• [Short exercise] Pull out every row below that contains the string "roof". Matches must agree in case.

[BEGIN]

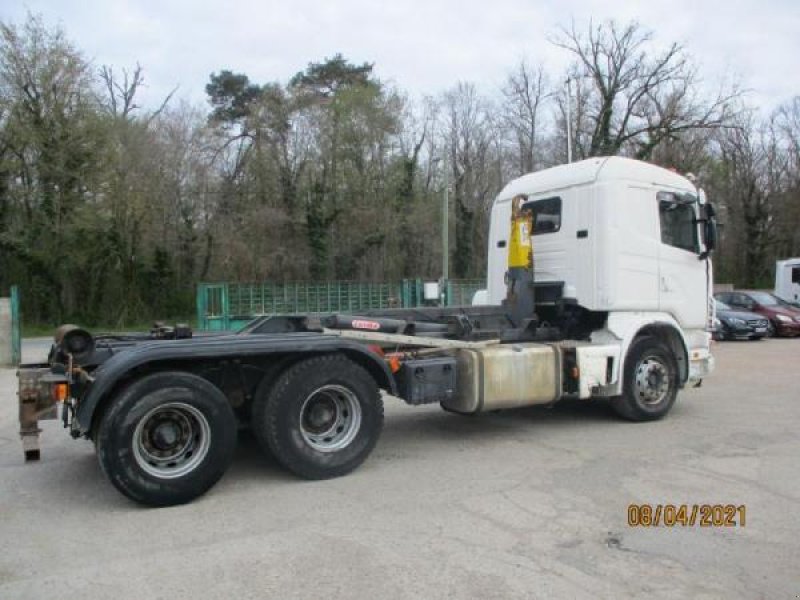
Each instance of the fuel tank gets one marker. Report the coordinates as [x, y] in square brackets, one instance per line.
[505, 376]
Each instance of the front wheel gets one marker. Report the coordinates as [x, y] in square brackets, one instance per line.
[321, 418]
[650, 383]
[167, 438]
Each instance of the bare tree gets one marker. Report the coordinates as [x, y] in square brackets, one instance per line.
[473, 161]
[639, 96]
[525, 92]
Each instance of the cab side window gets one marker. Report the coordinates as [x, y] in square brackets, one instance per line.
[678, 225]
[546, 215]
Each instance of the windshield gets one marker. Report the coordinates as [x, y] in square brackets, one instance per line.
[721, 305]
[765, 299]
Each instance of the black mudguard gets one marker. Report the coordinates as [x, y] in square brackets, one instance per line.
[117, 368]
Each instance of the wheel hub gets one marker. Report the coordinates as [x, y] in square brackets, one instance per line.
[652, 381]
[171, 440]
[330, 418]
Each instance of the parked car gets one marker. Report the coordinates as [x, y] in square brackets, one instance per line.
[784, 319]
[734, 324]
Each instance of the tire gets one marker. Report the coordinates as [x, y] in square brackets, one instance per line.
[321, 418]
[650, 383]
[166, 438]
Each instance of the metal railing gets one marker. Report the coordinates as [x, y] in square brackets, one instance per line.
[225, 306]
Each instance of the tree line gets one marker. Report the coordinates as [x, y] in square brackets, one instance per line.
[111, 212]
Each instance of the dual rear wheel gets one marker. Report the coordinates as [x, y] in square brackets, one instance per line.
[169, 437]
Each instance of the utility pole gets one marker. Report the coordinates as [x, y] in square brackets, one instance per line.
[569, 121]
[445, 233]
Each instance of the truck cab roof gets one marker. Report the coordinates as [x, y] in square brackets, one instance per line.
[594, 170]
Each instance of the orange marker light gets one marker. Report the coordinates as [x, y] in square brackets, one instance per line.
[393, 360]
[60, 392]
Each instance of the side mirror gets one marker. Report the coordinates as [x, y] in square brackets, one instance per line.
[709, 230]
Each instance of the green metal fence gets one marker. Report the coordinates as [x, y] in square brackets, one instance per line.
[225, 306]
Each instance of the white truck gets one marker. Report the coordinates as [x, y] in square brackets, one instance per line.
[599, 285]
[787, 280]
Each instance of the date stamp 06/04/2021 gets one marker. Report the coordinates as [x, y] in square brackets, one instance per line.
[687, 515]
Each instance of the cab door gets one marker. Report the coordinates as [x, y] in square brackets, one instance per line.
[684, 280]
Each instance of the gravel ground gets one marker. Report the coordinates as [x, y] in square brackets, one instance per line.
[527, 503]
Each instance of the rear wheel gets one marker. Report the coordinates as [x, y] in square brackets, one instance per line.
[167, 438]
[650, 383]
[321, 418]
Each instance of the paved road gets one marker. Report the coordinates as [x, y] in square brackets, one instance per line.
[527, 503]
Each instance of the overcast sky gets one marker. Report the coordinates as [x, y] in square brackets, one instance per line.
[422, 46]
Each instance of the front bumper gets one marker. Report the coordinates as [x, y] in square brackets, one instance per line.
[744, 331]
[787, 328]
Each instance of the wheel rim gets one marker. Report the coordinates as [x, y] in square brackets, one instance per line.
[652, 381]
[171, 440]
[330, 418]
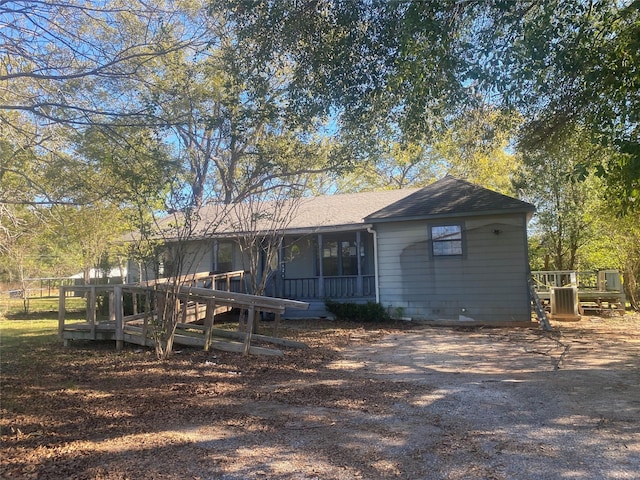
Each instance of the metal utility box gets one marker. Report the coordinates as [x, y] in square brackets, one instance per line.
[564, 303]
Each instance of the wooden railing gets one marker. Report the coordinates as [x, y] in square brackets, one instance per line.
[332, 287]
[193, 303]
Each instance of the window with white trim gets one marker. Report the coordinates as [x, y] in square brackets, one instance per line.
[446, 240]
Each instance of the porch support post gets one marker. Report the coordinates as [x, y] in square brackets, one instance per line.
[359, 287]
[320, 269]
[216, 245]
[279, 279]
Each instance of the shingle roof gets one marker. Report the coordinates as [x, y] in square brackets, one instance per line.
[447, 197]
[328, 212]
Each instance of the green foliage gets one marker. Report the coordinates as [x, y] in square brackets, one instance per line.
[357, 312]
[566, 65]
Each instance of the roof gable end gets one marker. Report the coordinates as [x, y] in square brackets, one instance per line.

[END]
[BEGIN]

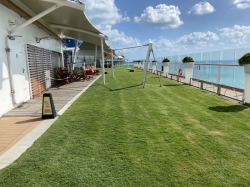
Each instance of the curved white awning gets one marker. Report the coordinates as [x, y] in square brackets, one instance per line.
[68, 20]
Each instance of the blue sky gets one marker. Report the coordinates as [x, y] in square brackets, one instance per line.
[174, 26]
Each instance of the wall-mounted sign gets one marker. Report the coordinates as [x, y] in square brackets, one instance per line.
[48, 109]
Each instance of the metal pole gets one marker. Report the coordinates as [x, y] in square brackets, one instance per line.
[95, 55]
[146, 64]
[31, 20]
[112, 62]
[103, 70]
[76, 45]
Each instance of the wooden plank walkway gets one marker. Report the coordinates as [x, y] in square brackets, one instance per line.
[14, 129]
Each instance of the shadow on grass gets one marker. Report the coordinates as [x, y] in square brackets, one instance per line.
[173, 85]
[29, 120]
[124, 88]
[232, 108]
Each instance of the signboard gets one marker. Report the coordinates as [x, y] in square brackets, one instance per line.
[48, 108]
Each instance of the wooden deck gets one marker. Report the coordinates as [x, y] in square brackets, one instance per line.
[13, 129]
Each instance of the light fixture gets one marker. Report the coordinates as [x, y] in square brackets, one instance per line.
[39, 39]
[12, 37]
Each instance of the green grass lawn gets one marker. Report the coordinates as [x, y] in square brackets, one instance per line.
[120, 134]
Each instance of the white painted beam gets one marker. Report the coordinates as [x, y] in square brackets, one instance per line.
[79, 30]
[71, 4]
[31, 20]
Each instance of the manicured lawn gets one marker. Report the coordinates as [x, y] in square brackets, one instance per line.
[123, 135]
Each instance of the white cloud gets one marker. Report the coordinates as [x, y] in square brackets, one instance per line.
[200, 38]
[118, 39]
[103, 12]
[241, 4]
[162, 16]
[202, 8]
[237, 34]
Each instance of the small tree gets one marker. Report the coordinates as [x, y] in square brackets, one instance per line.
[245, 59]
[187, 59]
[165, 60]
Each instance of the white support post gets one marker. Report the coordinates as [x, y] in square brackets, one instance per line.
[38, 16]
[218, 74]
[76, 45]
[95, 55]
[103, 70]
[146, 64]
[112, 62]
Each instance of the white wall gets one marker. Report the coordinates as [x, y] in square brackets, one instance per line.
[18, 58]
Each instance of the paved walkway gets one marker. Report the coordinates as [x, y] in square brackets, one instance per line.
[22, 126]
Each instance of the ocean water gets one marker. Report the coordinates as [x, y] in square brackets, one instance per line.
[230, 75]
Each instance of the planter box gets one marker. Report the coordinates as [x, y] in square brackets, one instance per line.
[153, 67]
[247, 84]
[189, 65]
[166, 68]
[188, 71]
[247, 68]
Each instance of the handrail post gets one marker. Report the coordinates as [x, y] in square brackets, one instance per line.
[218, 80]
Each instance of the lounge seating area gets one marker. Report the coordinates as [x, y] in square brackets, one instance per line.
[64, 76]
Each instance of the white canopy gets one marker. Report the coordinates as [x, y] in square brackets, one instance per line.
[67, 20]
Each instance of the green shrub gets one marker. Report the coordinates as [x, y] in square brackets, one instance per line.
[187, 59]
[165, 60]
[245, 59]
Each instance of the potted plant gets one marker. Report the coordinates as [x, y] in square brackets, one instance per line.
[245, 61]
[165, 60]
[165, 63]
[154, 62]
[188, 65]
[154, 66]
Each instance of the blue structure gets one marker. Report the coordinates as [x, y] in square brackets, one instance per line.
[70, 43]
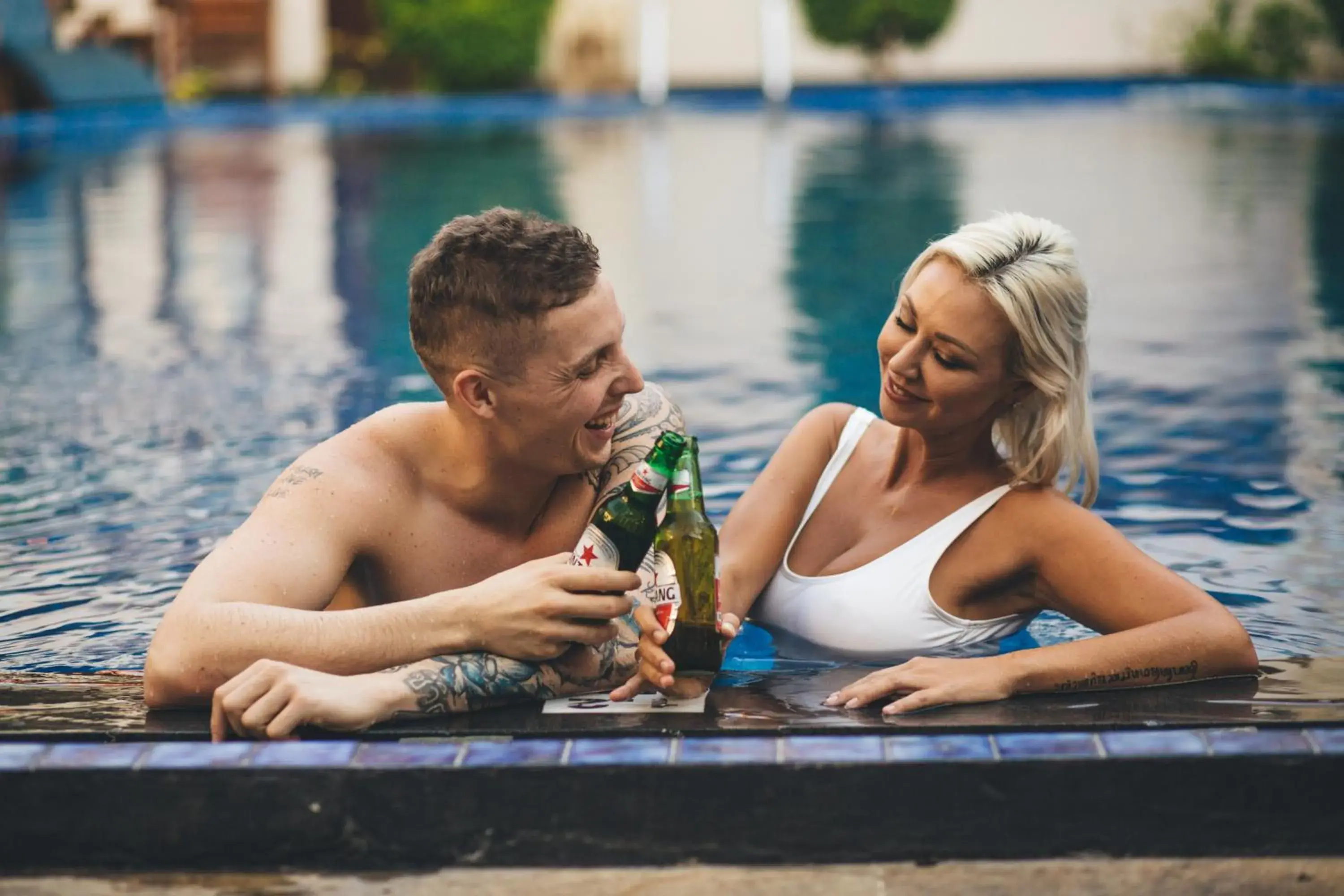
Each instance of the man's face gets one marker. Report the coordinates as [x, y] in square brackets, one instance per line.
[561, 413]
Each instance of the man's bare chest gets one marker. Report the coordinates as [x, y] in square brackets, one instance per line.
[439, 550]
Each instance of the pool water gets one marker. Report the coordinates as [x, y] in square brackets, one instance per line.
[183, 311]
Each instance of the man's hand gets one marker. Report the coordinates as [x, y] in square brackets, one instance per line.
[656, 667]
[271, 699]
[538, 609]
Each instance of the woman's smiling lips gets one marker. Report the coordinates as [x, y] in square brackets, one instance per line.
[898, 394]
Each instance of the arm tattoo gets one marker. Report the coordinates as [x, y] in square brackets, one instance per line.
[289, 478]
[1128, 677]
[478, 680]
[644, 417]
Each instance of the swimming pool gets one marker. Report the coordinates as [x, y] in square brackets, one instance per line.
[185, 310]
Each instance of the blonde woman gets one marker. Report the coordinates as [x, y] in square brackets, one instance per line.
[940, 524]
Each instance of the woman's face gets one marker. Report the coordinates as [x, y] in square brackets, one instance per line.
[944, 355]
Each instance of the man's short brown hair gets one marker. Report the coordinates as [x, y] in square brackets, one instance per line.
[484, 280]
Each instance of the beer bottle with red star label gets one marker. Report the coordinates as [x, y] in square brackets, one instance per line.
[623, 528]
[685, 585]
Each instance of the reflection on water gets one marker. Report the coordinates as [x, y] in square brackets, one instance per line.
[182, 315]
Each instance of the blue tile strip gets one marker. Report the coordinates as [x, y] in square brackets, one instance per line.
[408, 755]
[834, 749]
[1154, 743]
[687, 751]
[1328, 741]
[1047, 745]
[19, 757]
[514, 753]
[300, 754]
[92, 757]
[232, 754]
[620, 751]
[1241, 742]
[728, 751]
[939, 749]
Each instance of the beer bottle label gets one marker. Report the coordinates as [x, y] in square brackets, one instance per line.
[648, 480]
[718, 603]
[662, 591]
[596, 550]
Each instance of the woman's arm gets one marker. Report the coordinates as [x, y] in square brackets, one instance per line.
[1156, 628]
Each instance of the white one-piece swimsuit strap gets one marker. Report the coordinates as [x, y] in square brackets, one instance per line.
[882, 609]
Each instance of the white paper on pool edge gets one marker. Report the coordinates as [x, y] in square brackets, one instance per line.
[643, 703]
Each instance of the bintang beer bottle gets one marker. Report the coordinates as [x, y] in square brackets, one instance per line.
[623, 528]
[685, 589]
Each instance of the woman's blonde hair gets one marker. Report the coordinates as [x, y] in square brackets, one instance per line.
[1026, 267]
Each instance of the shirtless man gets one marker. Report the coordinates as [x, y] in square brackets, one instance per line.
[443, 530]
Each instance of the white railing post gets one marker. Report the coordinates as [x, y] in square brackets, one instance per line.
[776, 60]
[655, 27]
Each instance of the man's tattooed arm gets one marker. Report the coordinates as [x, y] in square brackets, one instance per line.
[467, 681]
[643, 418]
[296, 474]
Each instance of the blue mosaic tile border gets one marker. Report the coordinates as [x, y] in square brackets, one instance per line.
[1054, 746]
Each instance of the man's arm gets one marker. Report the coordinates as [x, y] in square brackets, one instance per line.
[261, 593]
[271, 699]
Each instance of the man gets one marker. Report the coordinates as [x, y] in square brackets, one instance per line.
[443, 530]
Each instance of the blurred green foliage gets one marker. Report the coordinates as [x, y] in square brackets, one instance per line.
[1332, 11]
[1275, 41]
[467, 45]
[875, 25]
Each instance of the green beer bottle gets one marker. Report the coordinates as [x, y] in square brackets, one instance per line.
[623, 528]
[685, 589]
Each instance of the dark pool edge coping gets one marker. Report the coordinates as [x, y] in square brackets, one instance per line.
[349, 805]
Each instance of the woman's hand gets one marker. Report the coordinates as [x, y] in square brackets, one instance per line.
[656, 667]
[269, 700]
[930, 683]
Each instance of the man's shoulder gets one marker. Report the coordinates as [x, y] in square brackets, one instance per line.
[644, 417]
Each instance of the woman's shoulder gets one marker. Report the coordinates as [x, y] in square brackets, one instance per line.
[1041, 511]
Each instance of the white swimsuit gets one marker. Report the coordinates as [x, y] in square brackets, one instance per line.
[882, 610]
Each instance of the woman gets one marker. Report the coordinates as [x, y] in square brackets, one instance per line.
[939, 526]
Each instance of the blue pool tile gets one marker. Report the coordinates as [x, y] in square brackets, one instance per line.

[END]

• [Result]
Each instance of the truck cab roof gets one marker. Report the coordinates as [x, y] in square brackets, one instance per line.
Each instance of the shingle roof gets one marker. Report the coordinates as [x, y] in square brackets, one instance per line.
Each instance of the roof gable end gets one marker. Report the coordinates as [x, y] in square brackets, one instance per line.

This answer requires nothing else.